▶ **Record extracts**:
+---+

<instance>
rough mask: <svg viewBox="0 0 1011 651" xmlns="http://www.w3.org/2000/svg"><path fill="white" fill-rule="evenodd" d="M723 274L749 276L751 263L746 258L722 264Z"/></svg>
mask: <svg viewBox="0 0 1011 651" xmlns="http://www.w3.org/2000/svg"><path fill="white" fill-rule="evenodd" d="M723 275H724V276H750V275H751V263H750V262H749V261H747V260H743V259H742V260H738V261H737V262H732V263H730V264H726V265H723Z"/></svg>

+---+

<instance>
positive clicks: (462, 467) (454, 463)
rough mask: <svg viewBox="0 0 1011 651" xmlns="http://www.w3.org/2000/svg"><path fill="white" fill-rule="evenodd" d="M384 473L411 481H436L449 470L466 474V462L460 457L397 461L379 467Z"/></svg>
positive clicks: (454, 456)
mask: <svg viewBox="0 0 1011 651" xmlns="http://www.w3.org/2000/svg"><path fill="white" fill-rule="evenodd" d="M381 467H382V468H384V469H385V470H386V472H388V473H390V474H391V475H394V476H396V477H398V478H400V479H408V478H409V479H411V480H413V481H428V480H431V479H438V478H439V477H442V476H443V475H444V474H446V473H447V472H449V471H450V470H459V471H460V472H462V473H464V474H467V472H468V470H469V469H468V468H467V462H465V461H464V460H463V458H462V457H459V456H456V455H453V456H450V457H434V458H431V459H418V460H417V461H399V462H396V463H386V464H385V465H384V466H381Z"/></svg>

+---+

▶ **Task instructions**: Could you reproduce exactly the lines of the entries above, from the one with "positive clicks: (462, 467) (454, 463)" through the one with "473L411 481H436L449 470L466", and nothing else?

▶ **Output below**:
positive clicks: (462, 467) (454, 463)
rough mask: <svg viewBox="0 0 1011 651" xmlns="http://www.w3.org/2000/svg"><path fill="white" fill-rule="evenodd" d="M384 473L411 481H436L449 470L466 474V462L460 457L397 461L379 467Z"/></svg>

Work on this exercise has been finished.